For the past week, I’ve been doing a lot of reflecting on my past and my actions, or lack thereof. I’ve been digging inside my soul, turning over every stone, to learn more about who I am today. Suddenly, I realized something and caught myself saying “used to” a lot. Now, those words can be used for the purposes of motivation, but I began to discover that those words were robbing me blind from any possible growth.

Without going into “my story”, all you need to know is that I lost my job in March 2017 and have been struggling to have a steady career since. What’s more, upon digging around, I’ve really been “lost” for quite sometime before that but used losing my job as the reason.

You see, when life began to not go exactly as I planned, I lost faith in myself. Once I lost faith in myself, I began to lose friends, relationships, material things, and stopped loving myself. The cornerstone of this is because I was never honest with myself; and this is was a shocking discovery.

When I started losing weight way back in 2013, I did it primarily change my physical appearance. Sure, there were some mental things that got worked on along the way, but that was never my drive. My drive was for external purposes; I thought I’d have more friends if I looked better, I’d have better relationships, and other people would be attracted to me. When this ultimately failed to come to fruition after years of hard work, I lost my drive.

Over the course of time, I began beating myself up mentally time and time again. And this is when “used to” crept back into my life. I began telling myself, “I used to weigh less. I used to work out more. I used to get compliments. I used to be able to fit into that shirt. I used to fit into size 34 jeans. I used to…” I never really thought how much damage that negative self talk would do. But as the self talk grew stronger, my life continued to spiral. “I used to enjoy work more” robbed me of the possibility that I could enjoy work again. As I continued struggling to find work, I’d catch myself saying:

  • I used to have a nice car.
  • I used to have bikes.
  • I used to have nice clothes.
  • I used to be able to go out to lunch.
  • I used to have my own place to live.
  • I used to to be quicker at programming.
  • I used to pick up learning new things quicker.
  • I used to be “happier.”
  • I used to be “healthier.”

All of that self talk caught me in a mental trap of not seeing the beauty in the present or the possibilities of the future. Instead, despite consciously wanting to improve my life, unconsciously I was still living in this imaginary world where I thought I was “happy.” What I realize now, is that despite having made a radical physical change years before, I never really gave the world my authentic self because I was afraid. That lead to a disconnect between me and the world.

While thinking about how I can change “used to” and begin writing & thinking in the positive, I caught myself trying to beat myself up again. I’d say, “I’m going to be healthier again.” I almost did a double take as I couldn’t believe how easy it was for me to unconsciously slip in that comparison. So, I chopped of the word “again” and simply made it, “I’m going to be healthier.” But, we can take that one step even further by declaring who I want to be, but in the present tense: “I am healthy.” Ahhhh, so much better just saying that, free of self-judgement. When you start telling yourself that you are something, you become it! Go ahead: I am a walker. I am a runner. I am a biker. I learn quickly.

■ **Stated exercise**:
Can you shorten the essay's paragraph beginning "When I started losing weight" so that it keeps its main facts?

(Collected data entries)
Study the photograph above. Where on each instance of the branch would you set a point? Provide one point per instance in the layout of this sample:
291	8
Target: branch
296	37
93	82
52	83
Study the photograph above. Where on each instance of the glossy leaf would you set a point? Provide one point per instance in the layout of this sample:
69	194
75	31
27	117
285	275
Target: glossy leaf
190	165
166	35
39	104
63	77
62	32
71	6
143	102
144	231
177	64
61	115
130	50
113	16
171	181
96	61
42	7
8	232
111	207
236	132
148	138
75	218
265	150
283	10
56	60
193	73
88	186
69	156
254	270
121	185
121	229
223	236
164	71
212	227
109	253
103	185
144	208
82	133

■ **Full output**:
I started losing weight in 2013 mainly to change my appearance, and although some mental things got worked on along the way, they were never my drive. I expected that looking better would bring more friends, better relationships, and attraction from others. When that still hadn't happened after years of hard work, I lost my drive.